EXERCISE DATA:
──────────
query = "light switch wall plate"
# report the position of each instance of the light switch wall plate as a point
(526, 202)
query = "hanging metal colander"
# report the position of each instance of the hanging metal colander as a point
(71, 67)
──────────
WHAT YOU NEED TO DO:
List each line above that contains the string "plate". The match is case-sensitive.

RESPONSE:
query = "light switch wall plate"
# report the position of each instance of the light switch wall plate as a point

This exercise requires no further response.